Liefde voor de gast
De werknemers van het Ambassade Hotel zijn experts in hospitality. Voor en achter de schermen werken ze met hart en ziel aan de best mogelijke service. De nadruk ligt op een persoonlijke benadering en veel tijd en aandacht voor de gasten. Het hotel voelt hierdoor voor iedereen als een warm bad, een ‘home away from home’, waar je je net zo op je gemak voelt als thuis.
In dit artikel richten we de schijnwerpers op de receptie-assistenten. Ze hebben een belangrijke taak in het hotel: ze dragen zorg voor de omgeving, ontfermen zich over de bagage, maken de gasten wegwijs, verzorgen de roomservice en geven informatie. Ook maken ze samen met de receptiemedewerkers allerhande reserveringen voor de gasten en zorgen ze er desgewenst voor dat de hotelfietsen klaarstaan. Maar hun allerbelangrijkste taak ligt bij het hartelijk verwelkomen en het zoveel mogelijk ‘ontzorgen’ van de gasten.
‘We zijn de eerste kennismaking van de gast met het hotel en ‘first impressions count’. Een hartelijke en respectvolle ontvangst is ontzettend belangrijk’, vertelt Ewout Smit, die als receptie-assistent zijn droombaan heeft gevonden. ‘Het is zó belangrijk dat gasten zich vanaf het eerste moment welkom voelen en dat er iemand is die alle tijd en aandacht voor ze heeft. Daarbij komt fijngevoeligheid kijken, voor het type gast en zijn of haar cultuur.’
Wim Breden, al jaren werkzaam bij het Ambassade Hotel, knikt instemmend.
#####
Over deze opdracht -
Kun je uit de tekst over het Ambassade Hotel het stuk dat begint bij de woorden "Liefde voor de" en eindigt met "voelt als thuis." woord voor woord herhalen?
#####
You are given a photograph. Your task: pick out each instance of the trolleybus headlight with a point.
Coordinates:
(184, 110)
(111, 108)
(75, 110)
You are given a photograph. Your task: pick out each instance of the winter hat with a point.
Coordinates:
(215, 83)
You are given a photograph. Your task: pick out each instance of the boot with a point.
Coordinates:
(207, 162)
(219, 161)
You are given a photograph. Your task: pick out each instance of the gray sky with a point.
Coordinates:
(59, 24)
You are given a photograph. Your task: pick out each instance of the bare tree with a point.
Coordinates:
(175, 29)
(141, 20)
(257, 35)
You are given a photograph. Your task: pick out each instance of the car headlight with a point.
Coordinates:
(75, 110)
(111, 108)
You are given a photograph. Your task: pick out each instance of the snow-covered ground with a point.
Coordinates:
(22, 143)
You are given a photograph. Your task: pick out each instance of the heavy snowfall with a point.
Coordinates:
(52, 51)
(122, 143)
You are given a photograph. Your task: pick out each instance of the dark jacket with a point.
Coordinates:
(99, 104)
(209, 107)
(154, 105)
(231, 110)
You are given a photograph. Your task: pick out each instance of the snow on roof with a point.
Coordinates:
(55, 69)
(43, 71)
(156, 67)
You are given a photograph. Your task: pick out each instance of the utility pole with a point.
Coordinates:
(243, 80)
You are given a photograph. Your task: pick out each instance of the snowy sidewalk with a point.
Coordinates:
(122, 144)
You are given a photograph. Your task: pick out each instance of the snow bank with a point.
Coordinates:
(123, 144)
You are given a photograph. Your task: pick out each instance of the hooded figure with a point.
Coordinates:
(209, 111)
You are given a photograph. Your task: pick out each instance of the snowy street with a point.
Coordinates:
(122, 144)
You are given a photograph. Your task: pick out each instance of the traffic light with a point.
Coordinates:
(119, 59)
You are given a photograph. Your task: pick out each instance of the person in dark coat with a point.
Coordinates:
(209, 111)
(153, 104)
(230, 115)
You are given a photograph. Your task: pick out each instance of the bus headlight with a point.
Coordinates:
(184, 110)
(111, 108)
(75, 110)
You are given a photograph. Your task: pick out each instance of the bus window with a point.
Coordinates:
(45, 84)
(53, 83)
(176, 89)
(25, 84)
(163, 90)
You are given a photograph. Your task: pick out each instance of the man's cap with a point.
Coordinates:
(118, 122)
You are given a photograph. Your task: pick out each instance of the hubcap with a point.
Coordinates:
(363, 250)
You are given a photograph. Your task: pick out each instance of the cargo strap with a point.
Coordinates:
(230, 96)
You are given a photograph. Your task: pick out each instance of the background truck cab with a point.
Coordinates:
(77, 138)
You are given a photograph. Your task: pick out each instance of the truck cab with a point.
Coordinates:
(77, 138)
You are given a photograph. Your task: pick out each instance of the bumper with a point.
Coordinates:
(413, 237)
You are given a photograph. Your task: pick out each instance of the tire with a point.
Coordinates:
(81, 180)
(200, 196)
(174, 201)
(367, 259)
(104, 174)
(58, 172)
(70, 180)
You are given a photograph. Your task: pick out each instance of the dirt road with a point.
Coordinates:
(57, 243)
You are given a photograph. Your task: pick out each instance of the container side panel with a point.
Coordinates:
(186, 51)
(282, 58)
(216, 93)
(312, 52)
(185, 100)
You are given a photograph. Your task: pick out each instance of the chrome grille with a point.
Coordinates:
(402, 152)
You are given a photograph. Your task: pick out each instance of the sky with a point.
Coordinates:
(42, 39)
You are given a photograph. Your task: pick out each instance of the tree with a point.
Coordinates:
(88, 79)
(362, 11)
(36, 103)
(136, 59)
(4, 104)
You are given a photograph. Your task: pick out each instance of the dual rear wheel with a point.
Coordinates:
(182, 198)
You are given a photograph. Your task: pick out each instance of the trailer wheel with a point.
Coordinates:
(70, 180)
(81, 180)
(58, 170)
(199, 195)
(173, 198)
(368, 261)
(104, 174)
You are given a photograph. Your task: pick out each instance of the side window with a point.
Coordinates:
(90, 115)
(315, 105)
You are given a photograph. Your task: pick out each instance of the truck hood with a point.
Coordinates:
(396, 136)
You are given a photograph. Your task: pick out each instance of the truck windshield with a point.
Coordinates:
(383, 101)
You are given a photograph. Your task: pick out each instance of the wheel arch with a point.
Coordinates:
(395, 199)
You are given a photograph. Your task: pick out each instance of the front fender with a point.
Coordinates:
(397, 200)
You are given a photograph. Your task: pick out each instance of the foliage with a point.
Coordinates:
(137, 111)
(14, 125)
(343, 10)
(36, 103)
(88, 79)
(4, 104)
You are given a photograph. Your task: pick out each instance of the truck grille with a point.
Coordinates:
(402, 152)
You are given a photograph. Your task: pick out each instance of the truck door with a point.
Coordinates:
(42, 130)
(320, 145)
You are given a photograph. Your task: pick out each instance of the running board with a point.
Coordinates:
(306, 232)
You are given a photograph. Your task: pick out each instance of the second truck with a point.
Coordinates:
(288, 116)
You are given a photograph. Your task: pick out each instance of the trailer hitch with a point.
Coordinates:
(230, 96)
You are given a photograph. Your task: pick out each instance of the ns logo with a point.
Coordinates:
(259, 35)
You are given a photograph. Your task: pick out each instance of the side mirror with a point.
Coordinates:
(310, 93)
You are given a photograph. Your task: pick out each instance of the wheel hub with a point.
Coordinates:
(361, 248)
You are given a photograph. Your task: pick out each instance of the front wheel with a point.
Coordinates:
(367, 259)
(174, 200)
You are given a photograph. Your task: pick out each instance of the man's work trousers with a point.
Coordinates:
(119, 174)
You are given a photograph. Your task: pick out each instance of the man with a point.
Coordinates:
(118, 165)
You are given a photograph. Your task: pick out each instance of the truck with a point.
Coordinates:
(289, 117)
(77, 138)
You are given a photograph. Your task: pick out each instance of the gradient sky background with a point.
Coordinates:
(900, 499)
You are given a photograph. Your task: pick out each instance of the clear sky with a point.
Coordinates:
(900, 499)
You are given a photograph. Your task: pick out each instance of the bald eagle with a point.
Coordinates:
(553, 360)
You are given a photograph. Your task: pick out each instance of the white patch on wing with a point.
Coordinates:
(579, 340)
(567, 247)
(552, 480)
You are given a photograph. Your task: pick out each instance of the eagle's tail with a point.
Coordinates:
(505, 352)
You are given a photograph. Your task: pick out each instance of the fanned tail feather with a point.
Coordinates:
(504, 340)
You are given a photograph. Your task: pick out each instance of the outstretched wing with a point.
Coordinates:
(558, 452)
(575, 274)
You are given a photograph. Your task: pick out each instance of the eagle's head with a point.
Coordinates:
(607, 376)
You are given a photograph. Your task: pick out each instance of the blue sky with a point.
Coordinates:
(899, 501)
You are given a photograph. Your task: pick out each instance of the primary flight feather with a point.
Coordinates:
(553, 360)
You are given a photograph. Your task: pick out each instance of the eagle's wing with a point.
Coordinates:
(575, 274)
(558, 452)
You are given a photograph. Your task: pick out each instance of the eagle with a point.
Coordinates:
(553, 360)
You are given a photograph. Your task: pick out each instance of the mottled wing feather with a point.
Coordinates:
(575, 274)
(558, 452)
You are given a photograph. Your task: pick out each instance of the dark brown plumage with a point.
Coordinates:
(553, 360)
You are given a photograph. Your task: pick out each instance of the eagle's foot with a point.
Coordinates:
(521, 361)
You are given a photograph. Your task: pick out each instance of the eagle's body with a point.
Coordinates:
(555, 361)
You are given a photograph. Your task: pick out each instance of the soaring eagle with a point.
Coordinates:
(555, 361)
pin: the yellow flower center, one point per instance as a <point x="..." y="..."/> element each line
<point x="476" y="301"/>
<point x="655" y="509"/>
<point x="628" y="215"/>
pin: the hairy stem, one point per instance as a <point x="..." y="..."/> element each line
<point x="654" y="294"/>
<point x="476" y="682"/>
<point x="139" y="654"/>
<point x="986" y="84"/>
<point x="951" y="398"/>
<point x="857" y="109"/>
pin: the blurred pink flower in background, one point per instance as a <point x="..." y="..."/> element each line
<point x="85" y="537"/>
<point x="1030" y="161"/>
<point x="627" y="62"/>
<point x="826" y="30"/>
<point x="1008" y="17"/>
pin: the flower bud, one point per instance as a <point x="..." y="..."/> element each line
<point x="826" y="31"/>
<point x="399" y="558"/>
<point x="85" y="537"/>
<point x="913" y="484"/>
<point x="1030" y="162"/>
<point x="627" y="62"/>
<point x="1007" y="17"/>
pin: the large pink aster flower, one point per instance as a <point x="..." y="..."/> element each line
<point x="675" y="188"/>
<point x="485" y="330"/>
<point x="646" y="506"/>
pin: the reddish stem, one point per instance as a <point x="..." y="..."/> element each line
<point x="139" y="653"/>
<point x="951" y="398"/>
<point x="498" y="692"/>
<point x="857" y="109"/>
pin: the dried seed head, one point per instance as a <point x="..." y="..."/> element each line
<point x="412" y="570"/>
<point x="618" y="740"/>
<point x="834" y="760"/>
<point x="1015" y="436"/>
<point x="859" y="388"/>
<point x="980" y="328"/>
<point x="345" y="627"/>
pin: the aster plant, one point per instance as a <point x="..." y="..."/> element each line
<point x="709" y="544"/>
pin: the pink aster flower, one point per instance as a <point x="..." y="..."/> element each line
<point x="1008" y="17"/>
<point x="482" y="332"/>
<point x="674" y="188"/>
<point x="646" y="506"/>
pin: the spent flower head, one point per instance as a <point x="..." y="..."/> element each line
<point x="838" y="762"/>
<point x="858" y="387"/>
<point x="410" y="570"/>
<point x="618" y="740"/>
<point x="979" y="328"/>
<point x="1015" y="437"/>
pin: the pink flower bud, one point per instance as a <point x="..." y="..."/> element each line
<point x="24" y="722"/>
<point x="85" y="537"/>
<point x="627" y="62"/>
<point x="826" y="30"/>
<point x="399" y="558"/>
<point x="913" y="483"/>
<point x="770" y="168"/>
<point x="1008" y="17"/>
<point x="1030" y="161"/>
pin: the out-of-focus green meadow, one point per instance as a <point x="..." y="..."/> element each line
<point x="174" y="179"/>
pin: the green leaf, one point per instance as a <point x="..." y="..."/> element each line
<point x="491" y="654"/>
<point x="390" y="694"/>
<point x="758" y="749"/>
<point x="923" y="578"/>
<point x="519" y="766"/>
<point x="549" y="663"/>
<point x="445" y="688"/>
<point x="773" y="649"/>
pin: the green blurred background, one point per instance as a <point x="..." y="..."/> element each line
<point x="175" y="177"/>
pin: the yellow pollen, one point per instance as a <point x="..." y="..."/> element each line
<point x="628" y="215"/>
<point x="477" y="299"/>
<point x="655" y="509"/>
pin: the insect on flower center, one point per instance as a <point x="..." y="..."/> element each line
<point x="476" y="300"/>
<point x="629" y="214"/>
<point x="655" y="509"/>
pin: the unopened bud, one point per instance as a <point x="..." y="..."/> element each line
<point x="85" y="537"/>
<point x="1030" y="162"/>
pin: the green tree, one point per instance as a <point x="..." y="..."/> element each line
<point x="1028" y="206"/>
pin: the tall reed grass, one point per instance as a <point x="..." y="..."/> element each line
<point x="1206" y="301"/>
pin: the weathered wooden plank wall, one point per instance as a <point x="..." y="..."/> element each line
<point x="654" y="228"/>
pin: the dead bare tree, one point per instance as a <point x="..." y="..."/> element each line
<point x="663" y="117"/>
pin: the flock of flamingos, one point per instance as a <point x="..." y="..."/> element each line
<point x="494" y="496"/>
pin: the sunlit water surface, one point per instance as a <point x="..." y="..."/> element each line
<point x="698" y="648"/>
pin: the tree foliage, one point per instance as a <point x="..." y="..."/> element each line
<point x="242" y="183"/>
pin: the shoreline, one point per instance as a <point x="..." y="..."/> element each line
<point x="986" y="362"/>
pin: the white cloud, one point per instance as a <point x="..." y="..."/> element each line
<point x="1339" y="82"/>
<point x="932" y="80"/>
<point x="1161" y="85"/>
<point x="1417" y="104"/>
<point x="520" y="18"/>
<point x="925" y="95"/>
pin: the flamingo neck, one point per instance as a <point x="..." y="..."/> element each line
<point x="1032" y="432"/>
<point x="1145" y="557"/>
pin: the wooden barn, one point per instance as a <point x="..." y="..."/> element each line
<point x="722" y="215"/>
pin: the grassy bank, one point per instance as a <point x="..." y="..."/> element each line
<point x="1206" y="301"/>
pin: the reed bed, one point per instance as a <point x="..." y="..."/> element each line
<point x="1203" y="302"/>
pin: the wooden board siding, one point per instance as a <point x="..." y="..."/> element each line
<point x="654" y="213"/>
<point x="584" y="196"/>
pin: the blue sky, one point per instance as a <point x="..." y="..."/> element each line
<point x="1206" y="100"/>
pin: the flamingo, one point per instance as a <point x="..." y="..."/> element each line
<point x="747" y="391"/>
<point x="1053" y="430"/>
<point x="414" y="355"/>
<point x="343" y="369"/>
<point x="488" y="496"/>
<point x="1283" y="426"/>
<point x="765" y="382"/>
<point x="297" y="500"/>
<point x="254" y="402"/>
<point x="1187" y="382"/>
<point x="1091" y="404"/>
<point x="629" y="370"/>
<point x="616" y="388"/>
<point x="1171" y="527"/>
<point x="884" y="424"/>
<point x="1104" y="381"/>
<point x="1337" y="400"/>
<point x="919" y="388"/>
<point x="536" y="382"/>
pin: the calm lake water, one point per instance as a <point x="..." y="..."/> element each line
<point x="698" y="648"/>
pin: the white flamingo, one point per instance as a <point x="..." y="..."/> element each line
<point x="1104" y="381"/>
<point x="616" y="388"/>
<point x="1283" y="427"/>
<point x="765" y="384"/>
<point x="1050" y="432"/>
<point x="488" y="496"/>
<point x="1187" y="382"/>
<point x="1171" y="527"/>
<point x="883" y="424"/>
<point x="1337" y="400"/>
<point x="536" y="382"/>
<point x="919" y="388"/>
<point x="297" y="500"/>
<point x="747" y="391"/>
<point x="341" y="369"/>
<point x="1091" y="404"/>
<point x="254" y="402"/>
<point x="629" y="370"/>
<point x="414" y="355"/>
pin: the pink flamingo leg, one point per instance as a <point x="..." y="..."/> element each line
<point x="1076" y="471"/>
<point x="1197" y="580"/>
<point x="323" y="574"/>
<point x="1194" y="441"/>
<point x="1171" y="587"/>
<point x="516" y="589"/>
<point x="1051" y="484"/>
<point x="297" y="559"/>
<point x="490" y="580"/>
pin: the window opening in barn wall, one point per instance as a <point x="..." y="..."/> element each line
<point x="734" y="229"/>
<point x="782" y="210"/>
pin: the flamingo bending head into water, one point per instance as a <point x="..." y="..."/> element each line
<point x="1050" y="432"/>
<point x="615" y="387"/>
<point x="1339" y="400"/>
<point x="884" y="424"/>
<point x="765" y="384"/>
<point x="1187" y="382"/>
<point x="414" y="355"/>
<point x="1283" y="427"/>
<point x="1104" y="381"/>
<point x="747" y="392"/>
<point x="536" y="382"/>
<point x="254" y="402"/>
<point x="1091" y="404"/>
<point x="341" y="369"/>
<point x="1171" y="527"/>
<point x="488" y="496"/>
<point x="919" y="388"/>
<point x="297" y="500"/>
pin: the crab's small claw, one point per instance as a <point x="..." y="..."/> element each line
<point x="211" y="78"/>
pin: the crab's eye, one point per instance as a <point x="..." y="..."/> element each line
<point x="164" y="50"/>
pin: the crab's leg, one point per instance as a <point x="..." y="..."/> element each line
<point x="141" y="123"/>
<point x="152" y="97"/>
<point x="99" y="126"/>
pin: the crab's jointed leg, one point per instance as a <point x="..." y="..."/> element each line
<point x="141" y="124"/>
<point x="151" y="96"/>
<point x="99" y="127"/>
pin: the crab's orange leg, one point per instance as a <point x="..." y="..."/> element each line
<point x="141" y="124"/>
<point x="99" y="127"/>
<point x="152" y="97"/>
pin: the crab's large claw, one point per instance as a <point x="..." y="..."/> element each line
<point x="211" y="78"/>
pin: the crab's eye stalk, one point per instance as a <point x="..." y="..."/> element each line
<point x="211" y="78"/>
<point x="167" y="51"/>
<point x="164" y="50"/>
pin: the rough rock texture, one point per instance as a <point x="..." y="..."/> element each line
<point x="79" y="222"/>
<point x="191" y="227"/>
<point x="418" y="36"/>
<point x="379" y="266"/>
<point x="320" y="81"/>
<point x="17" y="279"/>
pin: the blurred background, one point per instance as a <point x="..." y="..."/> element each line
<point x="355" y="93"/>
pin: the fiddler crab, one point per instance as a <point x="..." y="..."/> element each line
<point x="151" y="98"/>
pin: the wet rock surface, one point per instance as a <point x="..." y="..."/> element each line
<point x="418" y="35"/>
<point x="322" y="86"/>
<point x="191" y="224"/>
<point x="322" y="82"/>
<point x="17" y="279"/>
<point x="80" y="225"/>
#####
Resultaat opdracht -
Liefde voor de gast
De werknemers van het Ambassade Hotel zijn experts in hospitality. Voor en achter de schermen werken ze met hart en ziel aan de best mogelijke service. De nadruk ligt op een persoonlijke benadering en veel tijd en aandacht voor de gasten. Het hotel voelt hierdoor voor iedereen als een warm bad, een ‘home away from home’, waar je je net zo op je gemak voelt als thuis.